Entries from a point annotation set
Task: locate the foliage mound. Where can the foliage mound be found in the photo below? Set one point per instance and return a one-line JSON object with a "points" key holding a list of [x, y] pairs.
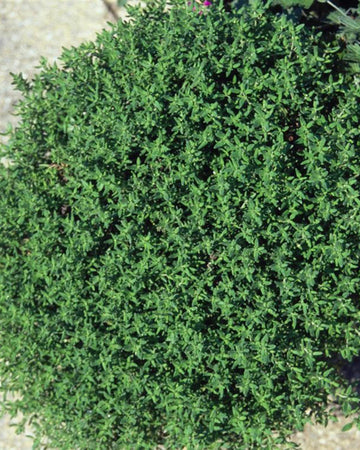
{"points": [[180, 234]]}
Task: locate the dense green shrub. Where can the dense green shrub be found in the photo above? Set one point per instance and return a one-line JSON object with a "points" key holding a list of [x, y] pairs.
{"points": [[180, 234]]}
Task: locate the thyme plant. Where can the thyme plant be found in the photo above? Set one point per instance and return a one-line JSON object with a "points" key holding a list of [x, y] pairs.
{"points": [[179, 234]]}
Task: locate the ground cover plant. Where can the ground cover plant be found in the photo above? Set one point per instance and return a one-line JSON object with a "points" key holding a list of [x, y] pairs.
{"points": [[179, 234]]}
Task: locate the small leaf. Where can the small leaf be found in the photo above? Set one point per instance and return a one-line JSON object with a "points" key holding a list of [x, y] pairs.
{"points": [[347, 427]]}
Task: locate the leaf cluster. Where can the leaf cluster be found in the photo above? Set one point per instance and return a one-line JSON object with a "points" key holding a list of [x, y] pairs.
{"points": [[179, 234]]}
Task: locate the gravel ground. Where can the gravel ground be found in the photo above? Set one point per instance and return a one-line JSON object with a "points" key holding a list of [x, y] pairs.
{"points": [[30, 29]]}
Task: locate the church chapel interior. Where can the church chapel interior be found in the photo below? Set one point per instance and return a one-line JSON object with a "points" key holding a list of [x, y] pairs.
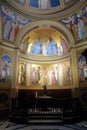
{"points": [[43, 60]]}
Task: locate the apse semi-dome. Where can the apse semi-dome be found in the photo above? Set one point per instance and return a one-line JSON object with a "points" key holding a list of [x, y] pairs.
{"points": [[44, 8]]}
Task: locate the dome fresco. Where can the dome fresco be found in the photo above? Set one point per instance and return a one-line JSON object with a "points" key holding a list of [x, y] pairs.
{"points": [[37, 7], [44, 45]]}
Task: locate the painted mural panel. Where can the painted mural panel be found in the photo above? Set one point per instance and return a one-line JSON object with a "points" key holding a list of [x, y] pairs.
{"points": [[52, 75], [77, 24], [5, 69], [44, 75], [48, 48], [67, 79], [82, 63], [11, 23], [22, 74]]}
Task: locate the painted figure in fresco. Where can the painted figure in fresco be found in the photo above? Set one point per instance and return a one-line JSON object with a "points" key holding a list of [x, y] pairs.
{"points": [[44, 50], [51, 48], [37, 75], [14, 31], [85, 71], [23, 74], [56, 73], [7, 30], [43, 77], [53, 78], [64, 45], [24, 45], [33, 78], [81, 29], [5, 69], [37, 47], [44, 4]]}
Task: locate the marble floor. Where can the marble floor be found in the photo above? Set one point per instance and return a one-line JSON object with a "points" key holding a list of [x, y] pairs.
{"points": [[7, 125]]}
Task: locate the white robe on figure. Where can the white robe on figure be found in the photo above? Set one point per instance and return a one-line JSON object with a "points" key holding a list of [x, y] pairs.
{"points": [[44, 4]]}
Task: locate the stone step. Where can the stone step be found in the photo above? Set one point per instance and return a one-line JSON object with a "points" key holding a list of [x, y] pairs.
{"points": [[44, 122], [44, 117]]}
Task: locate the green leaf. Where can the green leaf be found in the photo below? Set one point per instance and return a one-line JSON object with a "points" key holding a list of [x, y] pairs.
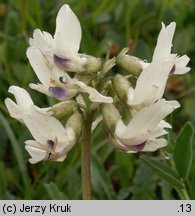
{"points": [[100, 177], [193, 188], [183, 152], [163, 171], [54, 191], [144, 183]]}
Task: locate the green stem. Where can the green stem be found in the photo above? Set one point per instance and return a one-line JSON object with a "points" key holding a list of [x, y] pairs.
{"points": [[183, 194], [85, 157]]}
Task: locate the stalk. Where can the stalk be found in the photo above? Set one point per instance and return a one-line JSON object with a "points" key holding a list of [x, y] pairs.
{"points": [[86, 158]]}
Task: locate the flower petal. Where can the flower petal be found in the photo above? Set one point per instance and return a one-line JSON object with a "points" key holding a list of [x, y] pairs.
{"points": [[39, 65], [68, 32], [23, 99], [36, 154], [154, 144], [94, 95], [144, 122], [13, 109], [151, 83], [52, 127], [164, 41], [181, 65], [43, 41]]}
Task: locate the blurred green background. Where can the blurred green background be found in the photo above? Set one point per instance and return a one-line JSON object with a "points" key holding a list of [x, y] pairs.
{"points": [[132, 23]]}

Set exercise
Images in the records should not be copied. Repeat all the rest exactly.

Result for this task
Task: locate the foliage mound. Where can the foliage mound be found in the photo below? Set one point per instance and return a one-line JSON object with a "points" key holding a list of [x, y] pairs.
{"points": [[180, 234]]}
Task: locate the dense green shrub. Where can the dense green shrub be found in the photo above? Set one point per instance and return a one-line JSON object with a "points" key holding a list of [x, y] pairs.
{"points": [[180, 234]]}
Task: locate the thyme plant. Where can the thyme plant be found in the photo above? Set one point per instance and return a one-line JSON object with a "points" key holding a list of [x, y] pairs.
{"points": [[179, 234]]}
Task: locate the ground cover plant. Where can the ground cover plant be found in the photo above? Set one point per instance and return a one-line JSON object with a "points" key holding a list of [x, y] pairs.
{"points": [[179, 234]]}
Task: locate the small leaf. Where can the small leaf be found in the photo above? Set one point per instance and return a one-line JSON object with a "points" key holding a list of [x, y] pairs.
{"points": [[347, 427]]}
Task: locate the leaf cluster. Where can the leaf cluster be found in the photo above? Set one point per instance and return a one-line JSON object with a "points" key holding a list of [x, y] pairs.
{"points": [[179, 234]]}
Task: locate the gravel ground. Where can the gravel ground be found in the photo above? Set one point per instance and return a one-line JSON object with a "points" key holding a list of [x, y] pairs.
{"points": [[30, 29]]}
Task: locate the church chapel interior. Where can the church chapel interior be found in the photo below? Set one point per instance and return a one-line JSON object with a "points" key holding a list of [x, y] pairs.
{"points": [[43, 60]]}
Task: locate the apse semi-dome. Where can the apse semi-dome be found in the photo above? Set one point per instance and return a one-line JSON object with a "points" key holding a list of [x, y] pairs.
{"points": [[44, 8]]}
Task: locate the dome fresco. Where can the dome fresco be found in the photo above? Set one point per instance and return a one-line JSON object with a "points" key holding a list of [x, y] pairs.
{"points": [[37, 7], [44, 45]]}
Task: locate the painted mural panel. Where can the painted mural panel be found in the photo above? Set one point per instance and return a one-line JSON object with a "points" key holding a list of [x, y] pairs.
{"points": [[52, 75], [77, 24], [5, 69], [44, 75], [48, 48], [67, 79], [82, 63], [11, 23], [22, 74]]}
Task: locate the painted figure in fresco. Where can the painted figure in fresco be found in the photo above? Set one point per instance and return a one-line JSON object with a "points" key holding a list of [x, y] pairs.
{"points": [[44, 50], [51, 48], [37, 75], [14, 31], [85, 71], [23, 74], [56, 73], [7, 30], [43, 77], [53, 78], [64, 45], [24, 45], [33, 78], [81, 29], [5, 69], [37, 47], [44, 4]]}
Task: locate the marble floor. Where can the marble floor be found in the photo above? Set one point per instance and return a one-line JSON object with a "points" key holding a list of [x, y] pairs.
{"points": [[7, 125]]}
Task: locate the white robe on figure. Where can the white robe on figure be found in the photo above? Set one point per instance and return a one-line JSON object with a "points" key holding a list of [x, y] pairs.
{"points": [[44, 4]]}
Task: locate the stone step. Where can the stone step be found in the photo above? Set one point per instance and return a one-line JSON object with a "points" key holding a list of [x, y] pairs.
{"points": [[44, 122], [44, 117]]}
Task: locate the green leaf. Where can the green leaf be found in the photo below? Set one point per instance and return a one-line JSON object with a "points" key holding a list of [x, y] pairs.
{"points": [[100, 177], [193, 188], [183, 152], [163, 171], [54, 191], [144, 183]]}
Task: locate the green stem. Where can the green stem be found in the photo above? Set one point per instance and return a one-line JSON object with a "points" key holding a list of [x, y] pairs.
{"points": [[183, 194], [85, 157]]}
Task: locate the stalk. Where can the stalk be found in the photo above? Set one point per instance and return a one-line JSON object with a "points" key holding a list of [x, y] pairs.
{"points": [[86, 158]]}
Task: locate the flower petal. Where can the flower petal be found in the photo above? Set one point per instance and return a one-line JSON object with a "points" key holding a list of [x, y] pairs.
{"points": [[39, 65], [68, 32], [23, 99], [36, 154], [154, 144], [94, 95], [144, 122], [13, 109], [151, 83], [52, 127], [164, 41], [181, 65], [43, 41]]}
Task: locate the blurred green background. Where can the blurred green background be found in the photo above? Set one point per instance and return a one-line JSON object with a "points" key holding a list of [x, y] pairs.
{"points": [[132, 23]]}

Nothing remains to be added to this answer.